(EXERCISE):
Please pull out the part of the material that begins at its very first line and ends with the line containing "65 78 L 75 76", including both of those lines, and reproduce it without any change.

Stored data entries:
○ ○ ○ ○ ○ ○ ○

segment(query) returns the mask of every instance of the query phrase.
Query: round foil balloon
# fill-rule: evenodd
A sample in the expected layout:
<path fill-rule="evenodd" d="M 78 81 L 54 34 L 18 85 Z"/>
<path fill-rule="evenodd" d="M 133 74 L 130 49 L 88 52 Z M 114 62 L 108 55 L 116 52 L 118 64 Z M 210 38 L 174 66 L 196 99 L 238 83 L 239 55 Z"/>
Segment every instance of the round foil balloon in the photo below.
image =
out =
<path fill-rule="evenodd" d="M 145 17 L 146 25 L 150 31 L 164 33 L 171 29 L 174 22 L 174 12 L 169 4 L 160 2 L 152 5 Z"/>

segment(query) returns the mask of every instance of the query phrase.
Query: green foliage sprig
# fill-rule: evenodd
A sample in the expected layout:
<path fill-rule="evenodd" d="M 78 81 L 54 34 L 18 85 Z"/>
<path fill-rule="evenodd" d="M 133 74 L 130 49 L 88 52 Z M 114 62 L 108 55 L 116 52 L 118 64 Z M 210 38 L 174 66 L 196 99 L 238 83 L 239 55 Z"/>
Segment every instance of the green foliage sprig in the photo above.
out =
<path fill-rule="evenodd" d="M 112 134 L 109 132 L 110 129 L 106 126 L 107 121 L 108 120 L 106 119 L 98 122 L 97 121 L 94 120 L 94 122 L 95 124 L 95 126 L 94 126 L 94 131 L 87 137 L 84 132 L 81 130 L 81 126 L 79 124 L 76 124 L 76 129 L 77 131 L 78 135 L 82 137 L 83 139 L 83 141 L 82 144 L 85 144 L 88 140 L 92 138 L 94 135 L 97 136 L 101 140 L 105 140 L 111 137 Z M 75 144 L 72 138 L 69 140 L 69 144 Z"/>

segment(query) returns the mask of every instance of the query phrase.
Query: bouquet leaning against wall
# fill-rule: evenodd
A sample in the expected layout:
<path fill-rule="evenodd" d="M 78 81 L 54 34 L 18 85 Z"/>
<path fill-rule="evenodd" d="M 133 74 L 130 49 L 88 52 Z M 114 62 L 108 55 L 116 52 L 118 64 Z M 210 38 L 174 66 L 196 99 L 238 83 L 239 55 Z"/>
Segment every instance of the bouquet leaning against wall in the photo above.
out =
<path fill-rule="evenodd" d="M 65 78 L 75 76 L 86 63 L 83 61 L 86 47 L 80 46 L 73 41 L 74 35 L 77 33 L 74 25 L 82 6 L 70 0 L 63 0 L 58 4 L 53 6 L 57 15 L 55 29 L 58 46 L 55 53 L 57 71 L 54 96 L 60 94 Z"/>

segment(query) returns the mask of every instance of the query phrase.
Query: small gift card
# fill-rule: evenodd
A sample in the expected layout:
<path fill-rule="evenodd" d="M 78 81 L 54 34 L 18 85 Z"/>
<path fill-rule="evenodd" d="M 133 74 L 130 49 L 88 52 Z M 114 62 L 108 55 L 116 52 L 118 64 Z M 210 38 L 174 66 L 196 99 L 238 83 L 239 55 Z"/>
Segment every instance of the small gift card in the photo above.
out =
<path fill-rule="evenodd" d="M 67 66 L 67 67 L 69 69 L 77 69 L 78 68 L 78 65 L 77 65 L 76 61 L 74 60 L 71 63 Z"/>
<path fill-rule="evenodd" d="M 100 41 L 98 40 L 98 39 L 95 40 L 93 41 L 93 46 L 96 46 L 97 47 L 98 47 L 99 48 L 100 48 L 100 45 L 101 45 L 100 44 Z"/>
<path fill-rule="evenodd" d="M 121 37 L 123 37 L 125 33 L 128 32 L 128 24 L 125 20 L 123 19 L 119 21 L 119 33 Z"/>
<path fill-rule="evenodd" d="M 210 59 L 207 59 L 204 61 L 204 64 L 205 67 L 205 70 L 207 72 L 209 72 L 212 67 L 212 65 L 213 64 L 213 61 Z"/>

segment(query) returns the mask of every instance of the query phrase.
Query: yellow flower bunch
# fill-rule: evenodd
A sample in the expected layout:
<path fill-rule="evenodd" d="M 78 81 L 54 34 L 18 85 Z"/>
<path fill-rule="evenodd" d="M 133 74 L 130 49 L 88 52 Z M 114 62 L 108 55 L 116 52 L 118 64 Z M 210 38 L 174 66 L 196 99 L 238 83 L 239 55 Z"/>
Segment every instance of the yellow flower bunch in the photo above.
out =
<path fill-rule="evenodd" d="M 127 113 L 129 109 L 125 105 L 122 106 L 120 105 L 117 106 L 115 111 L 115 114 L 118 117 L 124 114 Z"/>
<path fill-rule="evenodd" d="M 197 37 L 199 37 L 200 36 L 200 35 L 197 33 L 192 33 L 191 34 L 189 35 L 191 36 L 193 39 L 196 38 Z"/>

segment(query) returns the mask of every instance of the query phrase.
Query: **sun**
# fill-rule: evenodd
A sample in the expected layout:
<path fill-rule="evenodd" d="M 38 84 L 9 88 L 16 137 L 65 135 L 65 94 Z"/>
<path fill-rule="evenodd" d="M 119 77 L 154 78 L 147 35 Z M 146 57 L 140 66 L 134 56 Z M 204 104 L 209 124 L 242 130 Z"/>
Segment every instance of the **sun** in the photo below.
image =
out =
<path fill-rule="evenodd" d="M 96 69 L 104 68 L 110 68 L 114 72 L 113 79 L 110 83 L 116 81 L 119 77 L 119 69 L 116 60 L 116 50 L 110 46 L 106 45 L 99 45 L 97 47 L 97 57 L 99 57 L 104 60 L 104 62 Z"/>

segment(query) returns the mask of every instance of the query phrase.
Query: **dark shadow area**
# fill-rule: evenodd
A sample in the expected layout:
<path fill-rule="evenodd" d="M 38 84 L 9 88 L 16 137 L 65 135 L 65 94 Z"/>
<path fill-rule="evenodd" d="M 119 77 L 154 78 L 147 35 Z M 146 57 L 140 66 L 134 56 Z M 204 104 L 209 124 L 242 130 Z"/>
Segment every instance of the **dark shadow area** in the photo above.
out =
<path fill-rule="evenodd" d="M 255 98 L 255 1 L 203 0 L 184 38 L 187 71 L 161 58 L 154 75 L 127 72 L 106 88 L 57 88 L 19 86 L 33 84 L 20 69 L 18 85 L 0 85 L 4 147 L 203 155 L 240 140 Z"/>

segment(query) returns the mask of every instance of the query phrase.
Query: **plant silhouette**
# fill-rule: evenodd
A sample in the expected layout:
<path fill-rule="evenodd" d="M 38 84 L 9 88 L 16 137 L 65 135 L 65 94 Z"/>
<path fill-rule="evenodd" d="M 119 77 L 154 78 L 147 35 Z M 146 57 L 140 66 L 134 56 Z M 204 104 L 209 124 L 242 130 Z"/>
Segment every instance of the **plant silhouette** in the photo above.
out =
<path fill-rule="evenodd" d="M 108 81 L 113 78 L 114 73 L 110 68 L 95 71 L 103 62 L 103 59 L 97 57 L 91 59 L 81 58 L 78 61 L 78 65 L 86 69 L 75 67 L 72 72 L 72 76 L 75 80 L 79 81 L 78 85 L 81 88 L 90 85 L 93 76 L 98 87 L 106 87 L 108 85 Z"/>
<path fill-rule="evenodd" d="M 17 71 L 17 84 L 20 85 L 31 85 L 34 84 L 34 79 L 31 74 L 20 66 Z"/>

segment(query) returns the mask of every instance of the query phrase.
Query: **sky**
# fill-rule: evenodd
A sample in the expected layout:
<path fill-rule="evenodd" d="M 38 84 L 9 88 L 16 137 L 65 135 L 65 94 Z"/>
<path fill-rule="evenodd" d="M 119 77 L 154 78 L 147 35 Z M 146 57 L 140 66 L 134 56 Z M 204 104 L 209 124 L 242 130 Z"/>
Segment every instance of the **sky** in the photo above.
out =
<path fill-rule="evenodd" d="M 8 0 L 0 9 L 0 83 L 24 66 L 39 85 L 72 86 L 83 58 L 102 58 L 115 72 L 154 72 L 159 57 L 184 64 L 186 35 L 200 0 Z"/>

○ ○ ○ ○ ○ ○ ○

(EXPECTED ANSWER):
segment(query) returns the mask of every instance of the query phrase.
Query: round foil balloon
# fill-rule: evenodd
A sample in the expected layout:
<path fill-rule="evenodd" d="M 78 81 L 54 34 L 18 85 Z"/>
<path fill-rule="evenodd" d="M 133 74 L 130 49 L 88 52 Z M 114 62 L 108 55 L 116 52 L 118 64 Z M 210 38 L 174 66 L 196 99 L 238 83 L 239 55 Z"/>
Segment every instance of the round foil balloon in the photo below.
image =
out =
<path fill-rule="evenodd" d="M 145 17 L 146 25 L 150 31 L 164 33 L 171 29 L 174 22 L 174 12 L 169 4 L 160 2 L 152 5 Z"/>

segment(query) returns the mask of every instance of the query phrase.
Query: green foliage sprig
# fill-rule: evenodd
A sample in the expected layout:
<path fill-rule="evenodd" d="M 78 81 L 54 34 L 18 85 Z"/>
<path fill-rule="evenodd" d="M 133 74 L 130 49 L 88 52 Z M 114 62 L 108 55 L 116 52 L 118 64 Z M 210 38 L 174 66 L 196 99 L 238 83 L 239 55 Z"/>
Segment every instance of the green foliage sprig in the photo above.
out =
<path fill-rule="evenodd" d="M 112 134 L 109 132 L 110 129 L 106 126 L 107 121 L 108 120 L 106 119 L 98 122 L 97 121 L 94 120 L 94 122 L 95 124 L 95 126 L 94 126 L 94 131 L 87 137 L 84 132 L 81 130 L 81 126 L 79 124 L 76 124 L 76 129 L 77 131 L 78 135 L 82 137 L 83 139 L 83 141 L 82 144 L 85 144 L 88 140 L 92 138 L 94 135 L 97 136 L 101 140 L 105 140 L 111 137 Z M 75 144 L 72 138 L 69 140 L 69 144 Z"/>

segment(query) returns the mask of every instance of the query phrase.
Query: bouquet leaning against wall
# fill-rule: evenodd
A sample in the expected layout:
<path fill-rule="evenodd" d="M 78 81 L 54 34 L 18 85 Z"/>
<path fill-rule="evenodd" d="M 133 74 L 130 49 L 88 52 Z M 114 62 L 108 55 L 116 52 L 118 64 Z M 210 38 L 174 66 L 196 99 L 238 83 L 239 55 Z"/>
Segment every instance of the bouquet leaning against wall in the photo above.
out =
<path fill-rule="evenodd" d="M 65 78 L 75 76 L 86 63 L 83 61 L 86 47 L 80 46 L 73 41 L 74 35 L 77 33 L 74 25 L 82 6 L 70 0 L 63 0 L 58 4 L 53 6 L 57 15 L 55 29 L 58 46 L 55 53 L 57 71 L 54 96 L 60 94 Z"/>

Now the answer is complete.